→ **EXERCISE**: Reproduce the material below verbatim, omitting the pictures from your copy.

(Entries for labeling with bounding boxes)
###

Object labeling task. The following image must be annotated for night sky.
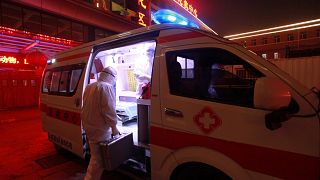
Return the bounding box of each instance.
[192,0,320,36]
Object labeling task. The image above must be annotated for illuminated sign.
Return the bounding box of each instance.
[0,56,29,64]
[152,9,199,28]
[174,0,198,17]
[138,0,151,26]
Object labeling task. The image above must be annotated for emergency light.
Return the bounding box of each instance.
[47,59,56,64]
[152,9,199,28]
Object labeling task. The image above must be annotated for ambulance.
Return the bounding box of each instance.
[40,13,320,180]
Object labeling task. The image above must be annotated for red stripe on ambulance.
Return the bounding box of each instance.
[56,51,90,62]
[158,32,205,43]
[150,126,320,179]
[40,104,81,126]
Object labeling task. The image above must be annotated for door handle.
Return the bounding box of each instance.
[74,98,80,107]
[164,108,183,118]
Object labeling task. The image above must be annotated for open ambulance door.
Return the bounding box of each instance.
[41,48,90,158]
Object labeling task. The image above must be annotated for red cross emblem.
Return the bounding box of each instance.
[193,107,222,134]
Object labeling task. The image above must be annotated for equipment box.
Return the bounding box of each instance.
[100,133,133,171]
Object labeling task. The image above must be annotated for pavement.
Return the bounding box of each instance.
[0,107,134,180]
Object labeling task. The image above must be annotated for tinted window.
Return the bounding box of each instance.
[59,71,69,92]
[70,69,82,92]
[50,71,61,92]
[166,48,263,107]
[42,64,84,96]
[42,71,52,92]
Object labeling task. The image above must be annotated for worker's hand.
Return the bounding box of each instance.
[111,126,120,137]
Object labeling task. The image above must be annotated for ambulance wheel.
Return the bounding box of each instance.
[170,163,231,180]
[53,143,69,154]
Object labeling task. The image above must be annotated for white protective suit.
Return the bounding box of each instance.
[133,49,154,96]
[81,67,119,180]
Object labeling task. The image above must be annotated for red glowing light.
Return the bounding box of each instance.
[138,0,150,26]
[0,56,29,64]
[138,12,147,26]
[174,0,198,17]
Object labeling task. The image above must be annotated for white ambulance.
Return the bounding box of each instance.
[40,25,320,179]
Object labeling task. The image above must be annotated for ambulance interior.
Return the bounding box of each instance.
[90,41,156,144]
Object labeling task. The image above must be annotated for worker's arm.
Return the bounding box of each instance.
[100,86,117,127]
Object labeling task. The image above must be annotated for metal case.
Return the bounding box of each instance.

###

→ **TASK OUTPUT**:
Object labeling task. The following image must be annotated for night sky.
Return the bounding box of each instance.
[192,0,320,36]
Object labeling task. The image above must be annotated for illuminated sign.
Return the bounding box of each instance.
[0,56,29,64]
[152,9,199,28]
[174,0,198,17]
[138,0,151,26]
Object labeling task. The image above must be annotated for emergency light.
Return the bounding box of each instance.
[47,59,56,64]
[152,9,199,28]
Object labeling task. The image above must be annotated for ambulance.
Return the bounding box of each instance.
[40,13,320,180]
Object labeling task. The image above must be annotated for red stripe on ambulance.
Return the bounding box of each instance.
[56,51,90,62]
[158,32,205,43]
[150,126,320,179]
[40,104,81,126]
Object labeling task. The image above must be annotated for door handle.
Return the bounding box of each instance.
[74,98,80,107]
[164,108,183,118]
Object labeling task. The image above must be annotated for open ambulance door.
Return the bounding box of each instance.
[41,48,90,158]
Object labeling task. The image above must be annotated for red cross emblem.
Return the bounding box of each instance.
[193,107,222,134]
Object labeling task. The image above must be annotated for equipment box.
Return the bounding box of each instance.
[100,133,133,171]
Object labeling task. The image above must be annotated for pavement.
Return the bounding box of each instance.
[0,107,134,180]
Object labeling task. The image above must be annotated for tinted window.
Return the bounding box of each instance.
[59,71,69,92]
[70,69,82,92]
[50,71,61,92]
[166,48,263,107]
[42,64,84,96]
[42,71,52,92]
Object labeling task. The image above must be annotated for worker's hand.
Return the bounding box of each instance.
[111,126,120,137]
Object labeling task. The image above must be annotated for ambulance wheel.
Return the bounding box of each instance.
[170,163,231,180]
[53,143,69,154]
Object labeling task. The image above must be annotated for white protective suit.
Return the bounding box of each instance.
[133,49,154,96]
[81,67,119,180]
Object labeling task. The image above must be annotated for red glowing light.
Return the bounding box of each instance.
[138,0,150,26]
[0,56,29,64]
[138,12,147,26]
[174,0,198,17]
Object labeling task. The image above must be annotated for white ambulance.
Return the bounding box of each instance.
[40,25,320,179]
Object labeling task. The image above must be annotated for ambulance interior.
Return the bounding box of each instance.
[90,41,156,144]
Object labeling task. The image above must be annotated for worker's arm.
Return the bounding box of each instance.
[100,86,117,127]
Object labeling task. The image above must be annotated for metal case.
Return the bounding box of each instance.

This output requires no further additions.